What you need to do: Extract the entries in their exact form.

[Dataset records about object locations]
=-=-=

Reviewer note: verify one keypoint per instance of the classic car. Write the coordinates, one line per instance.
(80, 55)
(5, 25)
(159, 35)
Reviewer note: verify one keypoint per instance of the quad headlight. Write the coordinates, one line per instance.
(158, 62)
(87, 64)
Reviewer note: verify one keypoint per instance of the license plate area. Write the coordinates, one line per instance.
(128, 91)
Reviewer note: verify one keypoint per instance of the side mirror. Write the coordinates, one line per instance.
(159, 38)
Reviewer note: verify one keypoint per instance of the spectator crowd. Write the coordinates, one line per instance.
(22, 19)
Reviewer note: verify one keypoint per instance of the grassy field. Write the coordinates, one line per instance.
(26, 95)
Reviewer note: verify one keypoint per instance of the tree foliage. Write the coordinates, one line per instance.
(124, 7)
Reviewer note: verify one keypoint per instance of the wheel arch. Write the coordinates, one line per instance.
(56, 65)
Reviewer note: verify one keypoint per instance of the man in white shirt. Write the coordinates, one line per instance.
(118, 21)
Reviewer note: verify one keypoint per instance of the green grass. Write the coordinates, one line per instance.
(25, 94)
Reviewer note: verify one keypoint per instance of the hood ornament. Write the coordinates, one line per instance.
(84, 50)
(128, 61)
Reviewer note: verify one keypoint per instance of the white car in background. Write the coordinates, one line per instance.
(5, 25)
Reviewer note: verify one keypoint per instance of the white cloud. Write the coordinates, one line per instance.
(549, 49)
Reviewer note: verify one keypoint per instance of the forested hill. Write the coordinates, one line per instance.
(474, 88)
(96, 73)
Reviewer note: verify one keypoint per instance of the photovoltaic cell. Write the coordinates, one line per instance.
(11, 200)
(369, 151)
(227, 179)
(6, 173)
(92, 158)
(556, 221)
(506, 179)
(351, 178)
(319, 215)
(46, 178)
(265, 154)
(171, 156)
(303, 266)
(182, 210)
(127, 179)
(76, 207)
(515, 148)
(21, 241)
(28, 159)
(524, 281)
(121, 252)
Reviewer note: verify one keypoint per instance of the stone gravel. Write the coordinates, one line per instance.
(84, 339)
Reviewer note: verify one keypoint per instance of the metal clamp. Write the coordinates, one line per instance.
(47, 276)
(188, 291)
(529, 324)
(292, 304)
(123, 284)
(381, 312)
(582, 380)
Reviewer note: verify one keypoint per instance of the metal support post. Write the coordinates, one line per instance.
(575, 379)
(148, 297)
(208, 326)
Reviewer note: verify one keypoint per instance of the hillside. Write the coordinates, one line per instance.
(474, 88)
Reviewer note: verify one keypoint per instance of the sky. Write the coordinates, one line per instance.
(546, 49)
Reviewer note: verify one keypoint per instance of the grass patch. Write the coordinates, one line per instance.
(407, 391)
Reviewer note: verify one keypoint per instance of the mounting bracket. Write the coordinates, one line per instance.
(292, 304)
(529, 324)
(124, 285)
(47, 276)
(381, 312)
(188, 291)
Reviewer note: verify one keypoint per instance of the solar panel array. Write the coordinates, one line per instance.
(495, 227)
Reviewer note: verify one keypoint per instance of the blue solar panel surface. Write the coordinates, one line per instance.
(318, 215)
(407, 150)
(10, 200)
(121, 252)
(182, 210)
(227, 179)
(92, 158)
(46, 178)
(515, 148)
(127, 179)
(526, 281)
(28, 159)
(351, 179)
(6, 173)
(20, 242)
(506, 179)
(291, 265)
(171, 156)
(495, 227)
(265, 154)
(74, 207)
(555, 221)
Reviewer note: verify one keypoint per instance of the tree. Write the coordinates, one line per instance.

=-=-=

Reply to the exercise:
Reviewer note: verify one keypoint per instance of the classic car. Write the coordinates, one line per instance.
(80, 55)
(5, 25)
(159, 35)
Reviewer note: verify one keypoint per instance of the quad headlight. Write the coordinates, one line per instance.
(158, 62)
(87, 64)
Reviewer note: verify one keypoint per instance of the license plate area. Write the coordinates, one line per instance.
(128, 91)
Reviewer note: verify one keypoint per instance of the side mirror. Write the coordinates, one line per instance.
(159, 38)
Reviewer note: verify one keypoint per instance of the spectator crowd. Write the coordinates, one line per instance.
(22, 19)
Reviewer note: verify one keypoint per instance of the grassy field. Write the coordinates, one line per instance.
(26, 95)
Reviewer note: verify one keypoint per instance of the tree foliage. Write the coordinates, one line per instance.
(124, 7)
Reviewer note: verify one keypoint per instance of the wheel arch. Write the coordinates, one line per instance.
(56, 65)
Reviewer note: verify one keypoint per instance of the man in white shirt. Write the coordinates, one line per instance.
(118, 21)
Reviewer note: verify one keypoint per instance of the green grass. Write the coordinates, one line per instance.
(25, 94)
Reviewer note: verify one keypoint per instance of the hood ornament. Write the coordinates, one line per instance.
(84, 50)
(128, 61)
Reviewer note: verify one keypoint per instance of the white car in background. Write the coordinates, one line per instance.
(5, 25)
Reviewer note: verify one keypoint per instance of the white cloud. Write the coordinates, one line per instance.
(549, 49)
Reviewer note: verify one keypoint per instance of the forested hill. Write the coordinates, one line per instance.
(474, 88)
(96, 73)
Reviewer note: verify one keypoint per instance of the photovoltaic cell. Write the coordinates, one line per instance.
(11, 200)
(369, 151)
(227, 179)
(6, 173)
(92, 158)
(556, 221)
(506, 179)
(351, 178)
(319, 215)
(46, 178)
(265, 154)
(171, 156)
(303, 266)
(182, 210)
(127, 179)
(76, 207)
(515, 148)
(21, 241)
(28, 159)
(524, 281)
(121, 252)
Reviewer note: verify one keypoint per instance of the stone gravel. Write the coordinates, one line per instance.
(84, 339)
Reviewer note: verify one keypoint per instance of the metal clamp. Write the coordinates, one line per instance.
(47, 276)
(188, 291)
(529, 324)
(292, 304)
(123, 284)
(381, 312)
(582, 380)
Reviewer note: verify one keypoint per instance of the metal support post. Write the coordinates, one line per instance.
(575, 379)
(148, 297)
(208, 326)
Reviewer note: verify one keypoint per instance of the hillside. Write the coordinates, one line per instance.
(474, 88)
Reviewer note: verify one keypoint per instance of the sky. Write the coordinates, one line per instance.
(546, 49)
Reviewer note: verify one keypoint per instance of the grass patch. Write the coordinates, one line per instance.
(407, 391)
Reviewer note: verify one keypoint per instance of the mounting bracket. Write the coordinates, one line per instance.
(292, 304)
(529, 324)
(124, 285)
(47, 276)
(381, 312)
(188, 291)
Reviewer note: verify one keypoint per instance of the solar panel array. Write the coordinates, one line per instance.
(495, 227)
Reviewer note: verify one keypoint per instance of the blue solar panel surface. Write the coordinates, one line per instance.
(318, 215)
(407, 150)
(10, 200)
(121, 252)
(182, 210)
(227, 179)
(92, 158)
(46, 178)
(515, 148)
(127, 179)
(526, 281)
(28, 159)
(351, 179)
(6, 173)
(20, 242)
(506, 179)
(291, 265)
(171, 156)
(495, 227)
(265, 154)
(74, 207)
(555, 221)
Reviewer note: verify one keypoint per instance of the tree. Write the coordinates, one line per instance.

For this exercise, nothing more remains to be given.